So I guess I have to make the /home/_sxb/.ssh/authorized_keys file myself?

But I do get a RSA Fingerprint?

Cheers,

Robin

----------

## Anarcho

You only allow authentication using private/public key, which is a good idea.

But, as you already guessed, there needs to be a authorized_keys file or else noone can connect.

Generaly 

1. Generate Keys:

ssh-keygen -t dsa

This will create 2 files, most probably in the ~/.ssh/ folder: id_dsa and id_dsa.pub

2. Put the content of id_dsa.pub in the ~/.ssh/authorized_keys file of the server

3. Put both files id_dsa and id_dsa.pub in the ~/.ssh folder of the client machine

Then you should be able to connect using publickey.

----------

## RobinVossen

So basically that Tool "ssh-installkeys" is Worthless?

Since I have to do this on about 100 computers.

So, is there a easier way like the installkeys tool?

• **Source material**
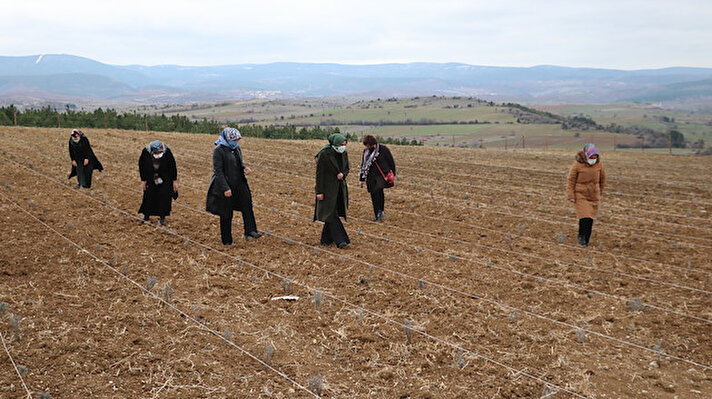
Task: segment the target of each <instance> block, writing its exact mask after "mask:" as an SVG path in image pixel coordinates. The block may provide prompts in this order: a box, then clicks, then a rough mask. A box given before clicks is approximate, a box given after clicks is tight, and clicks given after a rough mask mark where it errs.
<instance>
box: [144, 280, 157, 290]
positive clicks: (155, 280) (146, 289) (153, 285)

• **Task brief**
Continue the forum thread on setting up SSH key login, starting after its last post.

• **Reply**
----------

## Anarcho

 *RobinVossen wrote:*   

> So basically that Tool "ssh-installkeys" is Worthless?
> 
> Since I have to do this on about 100 computers.
> 
> So, is there a easier way like the installkeys tool?

 

I have never used "ssh-installkeys" but I guess that in order to work the server must NOT be switched to pubkey only, yet!

----------

## RobinVossen

Ah well what do you think takes the least work?

Your (Classic) way for 100+ Systems?

or the figuring out how the tool works and then run that for 100+ Systems?

I guess you have lots of Knowledge of this so I just ask you  :Smile: 

----------

## Anarcho

As far as I understand the text in the WIKI this script should be working when you enable password login on the ssh server.

To go with a clean start I would delete the .ssh directories on both home dirs, enable password login on the server (if it is disabled) and then start the ssh-installkeys script. From what I read this should then create your keypair and install the public key on the server. Then you can disable the password authentication again on the server.

----------

## RobinVossen

Done exacly as you said.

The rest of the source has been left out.